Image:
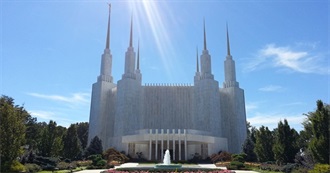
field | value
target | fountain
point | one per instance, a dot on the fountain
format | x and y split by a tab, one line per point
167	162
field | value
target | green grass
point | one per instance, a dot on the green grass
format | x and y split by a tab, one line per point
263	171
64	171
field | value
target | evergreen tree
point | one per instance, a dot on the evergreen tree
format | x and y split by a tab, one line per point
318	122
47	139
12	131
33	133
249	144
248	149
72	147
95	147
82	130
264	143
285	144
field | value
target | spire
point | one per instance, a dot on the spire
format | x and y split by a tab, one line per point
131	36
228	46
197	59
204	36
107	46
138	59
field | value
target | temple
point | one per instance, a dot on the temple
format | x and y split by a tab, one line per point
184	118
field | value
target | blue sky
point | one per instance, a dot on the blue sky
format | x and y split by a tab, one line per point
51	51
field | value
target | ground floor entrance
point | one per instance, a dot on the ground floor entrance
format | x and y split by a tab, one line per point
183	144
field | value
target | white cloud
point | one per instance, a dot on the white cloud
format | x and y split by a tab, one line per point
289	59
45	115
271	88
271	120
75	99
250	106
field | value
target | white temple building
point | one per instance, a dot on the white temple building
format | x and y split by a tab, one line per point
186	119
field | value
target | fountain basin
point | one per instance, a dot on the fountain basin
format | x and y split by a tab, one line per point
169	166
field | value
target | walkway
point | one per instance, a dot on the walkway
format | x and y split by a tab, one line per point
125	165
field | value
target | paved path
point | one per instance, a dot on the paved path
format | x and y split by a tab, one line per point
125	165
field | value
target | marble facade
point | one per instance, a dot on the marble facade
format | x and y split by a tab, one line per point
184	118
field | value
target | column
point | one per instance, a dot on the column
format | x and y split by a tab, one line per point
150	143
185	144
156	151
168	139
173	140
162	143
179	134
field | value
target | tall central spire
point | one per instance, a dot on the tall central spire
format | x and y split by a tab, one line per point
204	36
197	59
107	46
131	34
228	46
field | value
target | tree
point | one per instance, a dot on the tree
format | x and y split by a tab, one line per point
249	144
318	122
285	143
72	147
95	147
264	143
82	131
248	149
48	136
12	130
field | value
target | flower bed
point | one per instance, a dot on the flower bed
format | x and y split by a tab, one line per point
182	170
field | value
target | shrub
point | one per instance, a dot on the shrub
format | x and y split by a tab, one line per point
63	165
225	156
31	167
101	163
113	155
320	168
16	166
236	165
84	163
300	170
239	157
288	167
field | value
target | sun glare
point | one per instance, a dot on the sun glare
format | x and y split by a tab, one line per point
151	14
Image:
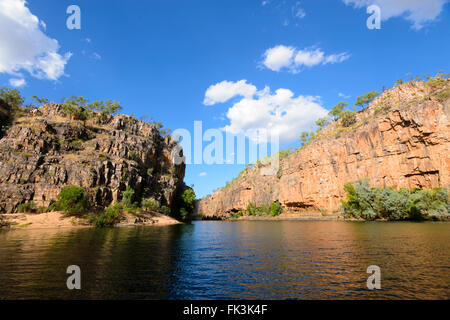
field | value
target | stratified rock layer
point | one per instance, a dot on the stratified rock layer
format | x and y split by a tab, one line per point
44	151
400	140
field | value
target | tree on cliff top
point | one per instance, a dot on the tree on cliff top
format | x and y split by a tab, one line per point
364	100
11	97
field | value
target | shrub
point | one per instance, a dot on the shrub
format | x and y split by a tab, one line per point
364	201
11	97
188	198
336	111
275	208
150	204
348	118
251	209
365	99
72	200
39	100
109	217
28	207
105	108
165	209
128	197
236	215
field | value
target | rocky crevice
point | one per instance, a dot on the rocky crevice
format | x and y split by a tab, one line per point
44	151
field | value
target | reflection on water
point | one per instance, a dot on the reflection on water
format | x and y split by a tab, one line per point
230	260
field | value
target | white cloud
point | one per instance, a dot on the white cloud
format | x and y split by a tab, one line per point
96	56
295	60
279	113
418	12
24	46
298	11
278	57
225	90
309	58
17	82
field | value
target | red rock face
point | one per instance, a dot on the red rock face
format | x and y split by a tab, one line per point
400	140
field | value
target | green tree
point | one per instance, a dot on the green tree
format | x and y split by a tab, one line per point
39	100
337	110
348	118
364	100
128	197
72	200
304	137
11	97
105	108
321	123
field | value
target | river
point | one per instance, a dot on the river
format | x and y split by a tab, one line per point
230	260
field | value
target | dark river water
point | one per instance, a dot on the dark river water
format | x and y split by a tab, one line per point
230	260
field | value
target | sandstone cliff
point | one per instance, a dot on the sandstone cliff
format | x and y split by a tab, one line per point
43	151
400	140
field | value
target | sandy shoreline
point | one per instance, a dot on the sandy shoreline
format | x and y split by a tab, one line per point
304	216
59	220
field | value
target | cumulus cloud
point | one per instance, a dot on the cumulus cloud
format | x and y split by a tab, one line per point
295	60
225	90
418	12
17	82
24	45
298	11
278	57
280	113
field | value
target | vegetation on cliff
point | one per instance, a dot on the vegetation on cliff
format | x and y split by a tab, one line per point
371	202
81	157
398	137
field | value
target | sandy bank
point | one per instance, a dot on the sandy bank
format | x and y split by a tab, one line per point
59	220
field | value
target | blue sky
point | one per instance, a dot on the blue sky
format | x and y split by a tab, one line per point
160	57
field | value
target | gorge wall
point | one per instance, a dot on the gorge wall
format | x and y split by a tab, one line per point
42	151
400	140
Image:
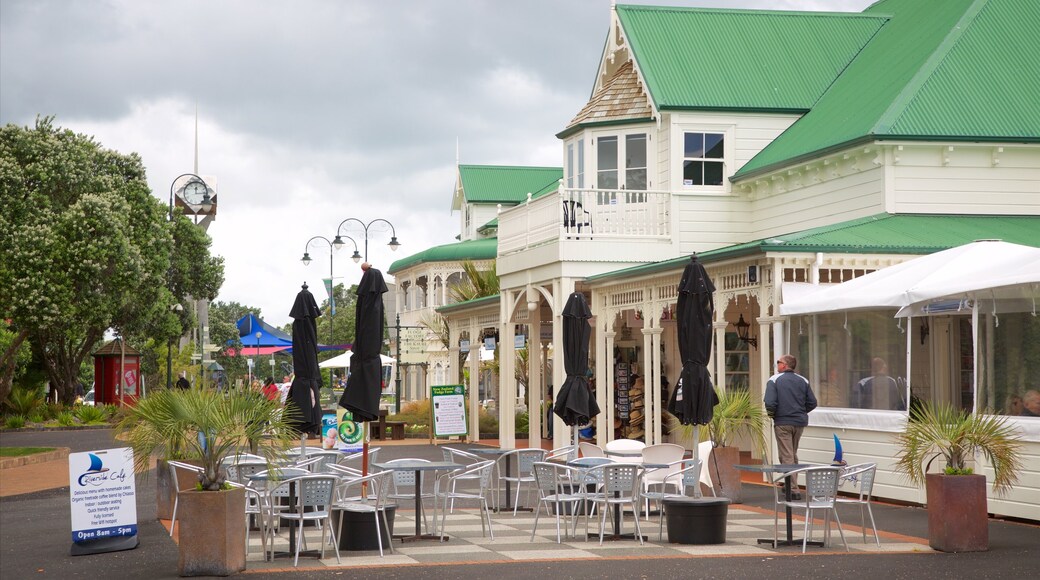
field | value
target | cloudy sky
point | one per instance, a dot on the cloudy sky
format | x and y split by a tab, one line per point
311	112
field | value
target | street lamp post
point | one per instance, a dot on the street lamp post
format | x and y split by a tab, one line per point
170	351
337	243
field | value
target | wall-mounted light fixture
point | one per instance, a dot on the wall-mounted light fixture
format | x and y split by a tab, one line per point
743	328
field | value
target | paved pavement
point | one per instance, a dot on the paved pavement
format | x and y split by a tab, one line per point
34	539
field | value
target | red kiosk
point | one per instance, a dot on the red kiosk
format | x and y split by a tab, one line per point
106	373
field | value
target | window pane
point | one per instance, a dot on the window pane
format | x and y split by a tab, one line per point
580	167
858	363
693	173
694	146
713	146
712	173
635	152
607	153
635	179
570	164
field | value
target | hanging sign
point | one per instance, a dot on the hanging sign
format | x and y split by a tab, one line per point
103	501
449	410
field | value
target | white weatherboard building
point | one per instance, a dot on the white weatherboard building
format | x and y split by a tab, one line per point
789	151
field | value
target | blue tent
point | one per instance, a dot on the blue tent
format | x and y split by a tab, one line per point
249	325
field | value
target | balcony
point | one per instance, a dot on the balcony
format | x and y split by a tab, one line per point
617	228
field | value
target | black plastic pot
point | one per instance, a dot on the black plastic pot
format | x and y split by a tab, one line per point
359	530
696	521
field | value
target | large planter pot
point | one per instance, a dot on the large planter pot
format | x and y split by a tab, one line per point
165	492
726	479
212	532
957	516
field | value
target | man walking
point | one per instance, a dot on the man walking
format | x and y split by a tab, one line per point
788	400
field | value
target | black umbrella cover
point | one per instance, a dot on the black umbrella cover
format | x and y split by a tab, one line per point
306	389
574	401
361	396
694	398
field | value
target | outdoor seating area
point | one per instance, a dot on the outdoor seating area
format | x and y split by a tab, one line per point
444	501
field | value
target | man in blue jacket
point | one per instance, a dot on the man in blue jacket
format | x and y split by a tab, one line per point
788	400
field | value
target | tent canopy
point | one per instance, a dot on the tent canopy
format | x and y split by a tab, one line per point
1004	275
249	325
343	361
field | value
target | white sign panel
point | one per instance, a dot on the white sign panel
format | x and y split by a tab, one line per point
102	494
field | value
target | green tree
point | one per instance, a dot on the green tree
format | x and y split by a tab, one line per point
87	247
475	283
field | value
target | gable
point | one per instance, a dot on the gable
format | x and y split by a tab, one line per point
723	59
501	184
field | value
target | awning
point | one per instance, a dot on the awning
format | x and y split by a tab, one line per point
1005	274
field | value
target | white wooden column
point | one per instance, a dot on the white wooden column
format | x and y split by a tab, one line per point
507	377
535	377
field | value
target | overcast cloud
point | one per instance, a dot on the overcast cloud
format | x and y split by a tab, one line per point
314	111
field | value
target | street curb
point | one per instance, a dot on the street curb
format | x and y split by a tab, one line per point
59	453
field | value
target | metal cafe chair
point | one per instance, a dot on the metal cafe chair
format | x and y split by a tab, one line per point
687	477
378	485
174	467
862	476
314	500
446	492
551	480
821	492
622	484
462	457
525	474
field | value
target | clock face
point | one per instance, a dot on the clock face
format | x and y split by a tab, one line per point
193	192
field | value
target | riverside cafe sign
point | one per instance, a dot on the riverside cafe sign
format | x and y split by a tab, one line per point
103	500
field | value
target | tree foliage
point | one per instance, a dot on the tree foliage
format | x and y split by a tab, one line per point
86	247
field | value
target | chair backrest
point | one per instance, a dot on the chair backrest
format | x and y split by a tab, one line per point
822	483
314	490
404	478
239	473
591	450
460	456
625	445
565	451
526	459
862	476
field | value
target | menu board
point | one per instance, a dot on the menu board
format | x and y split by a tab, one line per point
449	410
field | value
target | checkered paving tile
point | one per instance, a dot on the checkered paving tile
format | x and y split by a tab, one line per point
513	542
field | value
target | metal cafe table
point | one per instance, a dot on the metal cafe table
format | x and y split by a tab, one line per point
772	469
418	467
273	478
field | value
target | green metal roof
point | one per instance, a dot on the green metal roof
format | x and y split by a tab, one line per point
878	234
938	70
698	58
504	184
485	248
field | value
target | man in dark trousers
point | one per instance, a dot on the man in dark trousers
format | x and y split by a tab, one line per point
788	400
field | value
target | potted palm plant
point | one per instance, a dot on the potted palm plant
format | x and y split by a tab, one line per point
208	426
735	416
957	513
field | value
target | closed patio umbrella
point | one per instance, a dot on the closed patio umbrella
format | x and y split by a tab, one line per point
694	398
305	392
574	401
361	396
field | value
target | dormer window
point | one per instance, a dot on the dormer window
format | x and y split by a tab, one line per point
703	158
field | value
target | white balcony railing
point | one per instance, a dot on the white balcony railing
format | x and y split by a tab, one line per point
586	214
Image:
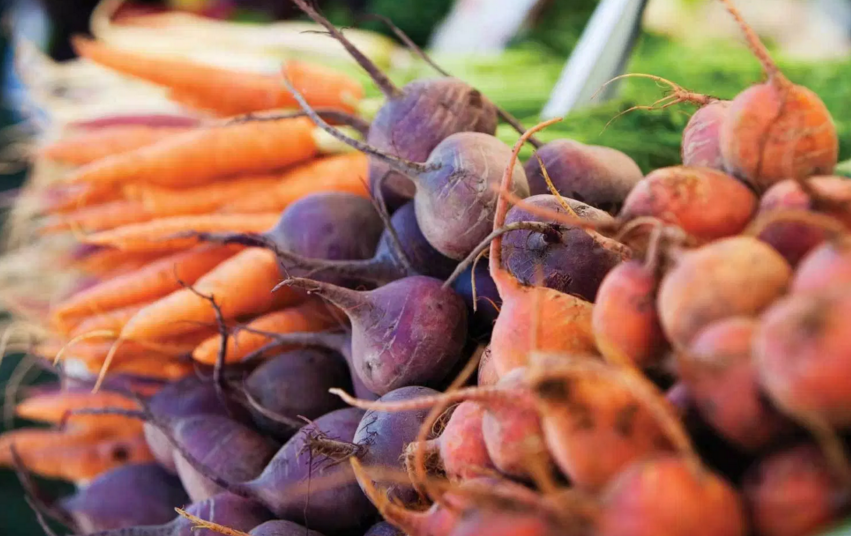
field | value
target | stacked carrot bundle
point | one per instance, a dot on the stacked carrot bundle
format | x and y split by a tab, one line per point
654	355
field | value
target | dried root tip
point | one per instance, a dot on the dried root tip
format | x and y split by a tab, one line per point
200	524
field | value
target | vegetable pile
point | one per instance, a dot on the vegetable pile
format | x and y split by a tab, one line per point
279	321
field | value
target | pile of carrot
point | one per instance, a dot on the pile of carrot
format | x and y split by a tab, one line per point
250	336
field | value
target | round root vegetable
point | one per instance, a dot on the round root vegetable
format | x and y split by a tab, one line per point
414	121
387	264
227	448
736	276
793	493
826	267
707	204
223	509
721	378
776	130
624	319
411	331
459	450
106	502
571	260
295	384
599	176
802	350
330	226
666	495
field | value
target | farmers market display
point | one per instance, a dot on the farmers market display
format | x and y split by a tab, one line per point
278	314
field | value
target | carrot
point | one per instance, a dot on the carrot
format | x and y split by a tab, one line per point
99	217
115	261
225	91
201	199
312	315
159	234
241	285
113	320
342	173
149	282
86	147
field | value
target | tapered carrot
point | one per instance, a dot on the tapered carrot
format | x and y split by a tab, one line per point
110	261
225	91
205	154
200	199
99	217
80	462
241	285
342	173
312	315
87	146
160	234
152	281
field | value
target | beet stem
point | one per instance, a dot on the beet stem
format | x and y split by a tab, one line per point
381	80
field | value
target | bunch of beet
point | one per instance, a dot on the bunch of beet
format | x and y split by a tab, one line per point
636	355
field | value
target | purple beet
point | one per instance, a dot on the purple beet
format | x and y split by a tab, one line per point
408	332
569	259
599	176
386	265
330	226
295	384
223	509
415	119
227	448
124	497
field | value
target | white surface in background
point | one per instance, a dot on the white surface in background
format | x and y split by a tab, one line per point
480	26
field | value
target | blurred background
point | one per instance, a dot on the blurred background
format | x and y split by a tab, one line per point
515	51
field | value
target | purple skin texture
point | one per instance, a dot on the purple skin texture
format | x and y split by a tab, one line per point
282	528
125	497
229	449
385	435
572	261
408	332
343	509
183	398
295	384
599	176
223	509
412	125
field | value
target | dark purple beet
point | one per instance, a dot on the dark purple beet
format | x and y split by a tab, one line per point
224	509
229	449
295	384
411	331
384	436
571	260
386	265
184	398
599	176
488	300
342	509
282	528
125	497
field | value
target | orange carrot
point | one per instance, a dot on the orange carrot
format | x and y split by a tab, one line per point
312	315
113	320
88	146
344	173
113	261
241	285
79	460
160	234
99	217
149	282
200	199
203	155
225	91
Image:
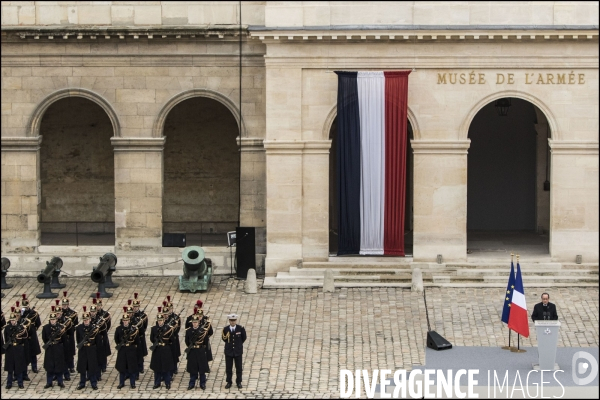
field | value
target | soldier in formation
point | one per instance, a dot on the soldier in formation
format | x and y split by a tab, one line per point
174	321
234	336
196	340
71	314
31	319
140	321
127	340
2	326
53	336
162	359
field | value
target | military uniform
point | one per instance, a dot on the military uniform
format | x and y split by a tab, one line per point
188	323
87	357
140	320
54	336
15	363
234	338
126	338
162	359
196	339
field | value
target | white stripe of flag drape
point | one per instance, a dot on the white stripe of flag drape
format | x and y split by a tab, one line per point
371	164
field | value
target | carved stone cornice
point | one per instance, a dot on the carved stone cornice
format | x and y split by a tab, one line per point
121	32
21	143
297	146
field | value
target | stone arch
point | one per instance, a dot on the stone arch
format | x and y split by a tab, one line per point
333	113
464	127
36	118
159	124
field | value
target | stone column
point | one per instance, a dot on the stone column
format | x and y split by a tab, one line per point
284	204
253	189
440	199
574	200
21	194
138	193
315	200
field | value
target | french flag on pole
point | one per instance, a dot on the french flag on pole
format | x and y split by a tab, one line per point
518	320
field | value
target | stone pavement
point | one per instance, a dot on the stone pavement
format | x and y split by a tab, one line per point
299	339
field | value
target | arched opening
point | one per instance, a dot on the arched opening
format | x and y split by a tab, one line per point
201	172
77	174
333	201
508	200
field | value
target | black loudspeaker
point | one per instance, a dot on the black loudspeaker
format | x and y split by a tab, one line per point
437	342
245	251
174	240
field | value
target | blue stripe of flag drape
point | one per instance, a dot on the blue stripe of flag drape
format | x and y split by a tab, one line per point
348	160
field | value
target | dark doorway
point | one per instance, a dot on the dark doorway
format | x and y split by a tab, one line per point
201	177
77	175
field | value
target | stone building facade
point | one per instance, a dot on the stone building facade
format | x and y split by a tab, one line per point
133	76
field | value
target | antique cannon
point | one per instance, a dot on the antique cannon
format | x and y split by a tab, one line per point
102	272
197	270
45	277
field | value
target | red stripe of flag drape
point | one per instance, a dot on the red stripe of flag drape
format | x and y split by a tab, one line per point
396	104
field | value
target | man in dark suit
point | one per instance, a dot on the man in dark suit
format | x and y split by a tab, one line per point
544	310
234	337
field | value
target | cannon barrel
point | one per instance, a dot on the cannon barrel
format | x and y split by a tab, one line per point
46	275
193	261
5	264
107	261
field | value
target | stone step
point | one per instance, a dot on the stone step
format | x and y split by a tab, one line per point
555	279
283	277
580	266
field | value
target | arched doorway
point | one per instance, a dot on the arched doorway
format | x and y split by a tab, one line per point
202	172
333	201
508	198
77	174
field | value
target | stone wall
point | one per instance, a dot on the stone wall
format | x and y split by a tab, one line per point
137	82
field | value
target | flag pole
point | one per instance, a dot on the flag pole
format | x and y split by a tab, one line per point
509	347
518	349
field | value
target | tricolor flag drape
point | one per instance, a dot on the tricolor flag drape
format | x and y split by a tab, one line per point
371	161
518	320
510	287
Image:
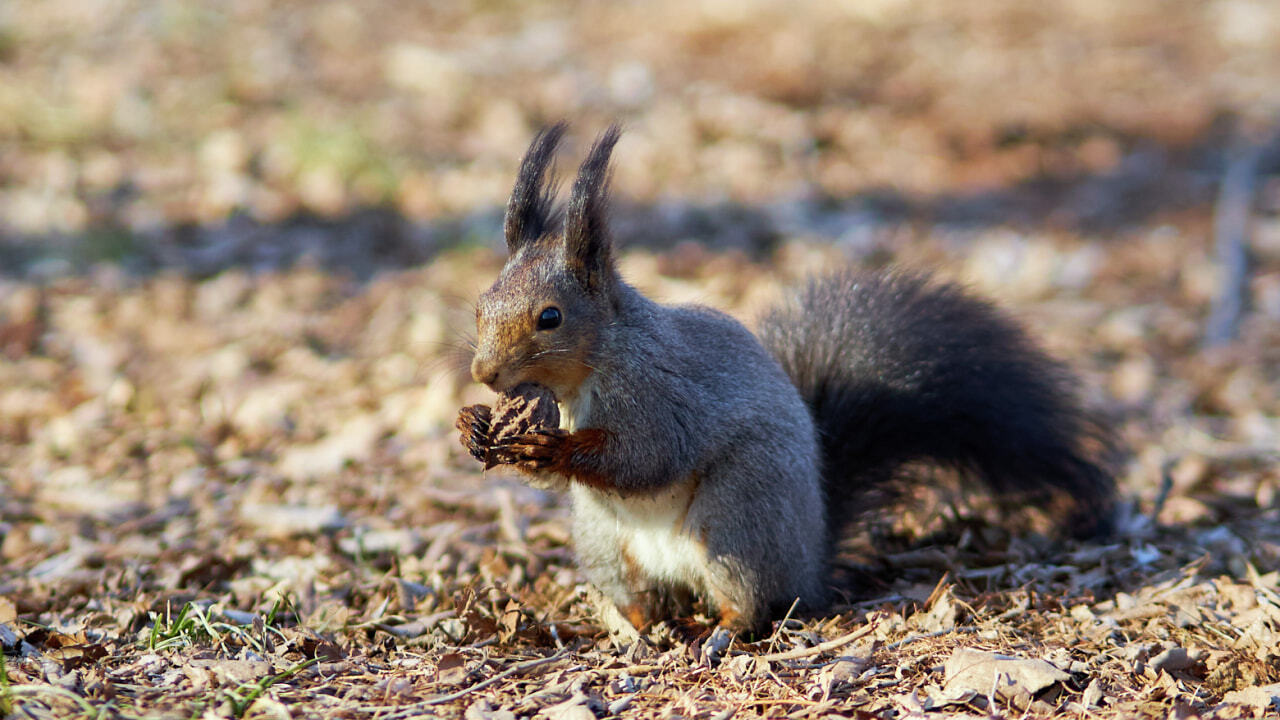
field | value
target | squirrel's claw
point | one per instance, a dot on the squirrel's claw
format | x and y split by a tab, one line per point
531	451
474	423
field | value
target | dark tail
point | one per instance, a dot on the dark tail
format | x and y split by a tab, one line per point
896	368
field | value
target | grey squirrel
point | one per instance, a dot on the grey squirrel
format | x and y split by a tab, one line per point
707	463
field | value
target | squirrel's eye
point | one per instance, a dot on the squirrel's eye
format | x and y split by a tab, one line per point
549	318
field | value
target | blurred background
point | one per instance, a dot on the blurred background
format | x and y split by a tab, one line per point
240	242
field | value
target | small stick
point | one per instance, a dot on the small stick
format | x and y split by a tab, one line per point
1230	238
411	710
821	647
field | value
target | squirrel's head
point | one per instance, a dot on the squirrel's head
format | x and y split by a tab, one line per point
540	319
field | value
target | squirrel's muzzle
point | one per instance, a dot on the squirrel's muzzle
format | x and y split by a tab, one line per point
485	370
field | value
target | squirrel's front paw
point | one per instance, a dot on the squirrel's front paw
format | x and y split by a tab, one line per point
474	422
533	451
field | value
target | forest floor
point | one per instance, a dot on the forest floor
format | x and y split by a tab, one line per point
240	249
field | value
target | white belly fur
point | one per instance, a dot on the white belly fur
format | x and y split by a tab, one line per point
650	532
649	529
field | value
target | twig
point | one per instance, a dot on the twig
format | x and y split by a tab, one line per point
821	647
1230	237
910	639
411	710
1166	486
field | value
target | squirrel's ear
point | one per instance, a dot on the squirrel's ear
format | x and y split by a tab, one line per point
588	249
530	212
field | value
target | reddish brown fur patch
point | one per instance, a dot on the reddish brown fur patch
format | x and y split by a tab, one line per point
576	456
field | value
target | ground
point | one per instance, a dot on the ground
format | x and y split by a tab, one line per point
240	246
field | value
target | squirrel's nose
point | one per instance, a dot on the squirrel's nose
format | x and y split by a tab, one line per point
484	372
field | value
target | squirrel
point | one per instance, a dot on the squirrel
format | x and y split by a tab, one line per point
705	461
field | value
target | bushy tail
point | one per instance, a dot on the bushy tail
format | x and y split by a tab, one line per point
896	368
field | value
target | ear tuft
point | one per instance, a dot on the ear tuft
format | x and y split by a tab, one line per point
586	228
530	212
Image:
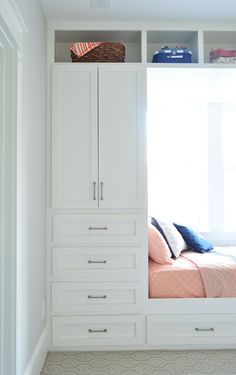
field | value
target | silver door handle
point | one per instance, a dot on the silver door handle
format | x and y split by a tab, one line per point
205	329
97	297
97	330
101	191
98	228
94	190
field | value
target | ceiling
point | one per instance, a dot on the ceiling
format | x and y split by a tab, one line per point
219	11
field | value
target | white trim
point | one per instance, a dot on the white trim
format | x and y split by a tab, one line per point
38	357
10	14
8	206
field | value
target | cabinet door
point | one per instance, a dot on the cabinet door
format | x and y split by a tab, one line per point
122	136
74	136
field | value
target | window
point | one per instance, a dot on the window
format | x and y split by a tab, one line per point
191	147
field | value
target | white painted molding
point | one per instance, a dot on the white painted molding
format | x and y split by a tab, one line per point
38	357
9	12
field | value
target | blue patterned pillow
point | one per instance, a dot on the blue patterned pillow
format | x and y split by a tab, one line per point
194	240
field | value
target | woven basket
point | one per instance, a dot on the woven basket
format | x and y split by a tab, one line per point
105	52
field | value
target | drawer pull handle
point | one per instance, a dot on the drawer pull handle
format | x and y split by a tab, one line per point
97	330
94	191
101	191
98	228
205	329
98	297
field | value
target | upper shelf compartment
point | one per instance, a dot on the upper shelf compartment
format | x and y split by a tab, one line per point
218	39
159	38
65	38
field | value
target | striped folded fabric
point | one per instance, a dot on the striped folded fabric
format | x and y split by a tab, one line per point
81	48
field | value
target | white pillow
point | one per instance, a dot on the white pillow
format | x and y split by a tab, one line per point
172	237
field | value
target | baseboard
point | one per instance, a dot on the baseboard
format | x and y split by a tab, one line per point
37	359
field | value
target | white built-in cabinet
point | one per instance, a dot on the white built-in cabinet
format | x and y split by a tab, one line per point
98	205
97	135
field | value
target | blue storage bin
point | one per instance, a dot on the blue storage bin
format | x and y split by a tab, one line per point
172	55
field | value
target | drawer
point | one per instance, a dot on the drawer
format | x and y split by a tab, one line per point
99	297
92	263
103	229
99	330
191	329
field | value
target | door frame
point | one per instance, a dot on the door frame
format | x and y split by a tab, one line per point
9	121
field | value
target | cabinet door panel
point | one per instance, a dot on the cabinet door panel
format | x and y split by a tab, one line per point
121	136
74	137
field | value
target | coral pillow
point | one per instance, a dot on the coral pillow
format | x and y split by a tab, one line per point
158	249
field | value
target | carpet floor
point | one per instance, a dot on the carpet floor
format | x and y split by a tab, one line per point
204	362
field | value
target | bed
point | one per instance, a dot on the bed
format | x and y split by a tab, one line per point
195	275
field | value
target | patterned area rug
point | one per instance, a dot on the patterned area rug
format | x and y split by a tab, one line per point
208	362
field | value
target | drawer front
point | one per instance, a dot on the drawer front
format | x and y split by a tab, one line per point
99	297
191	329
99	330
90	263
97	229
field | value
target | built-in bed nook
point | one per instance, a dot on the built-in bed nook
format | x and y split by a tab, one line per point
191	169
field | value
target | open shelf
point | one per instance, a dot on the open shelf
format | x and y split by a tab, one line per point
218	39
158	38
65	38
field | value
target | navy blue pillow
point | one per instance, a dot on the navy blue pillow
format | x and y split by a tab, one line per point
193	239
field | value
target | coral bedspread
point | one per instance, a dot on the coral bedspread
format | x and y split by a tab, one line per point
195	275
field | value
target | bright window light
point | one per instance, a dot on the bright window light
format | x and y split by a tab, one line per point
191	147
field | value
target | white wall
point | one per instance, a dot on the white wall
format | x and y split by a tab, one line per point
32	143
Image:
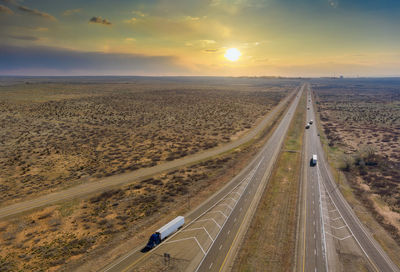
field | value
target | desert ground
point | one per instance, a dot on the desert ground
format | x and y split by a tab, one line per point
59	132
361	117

= = = = = = =

Find every line in the records above that contains the string "navy" and copy each of those lines.

EXERCISE SOLUTION:
target | navy blue pillow
point | one per instance, a dot on the navy blue pillow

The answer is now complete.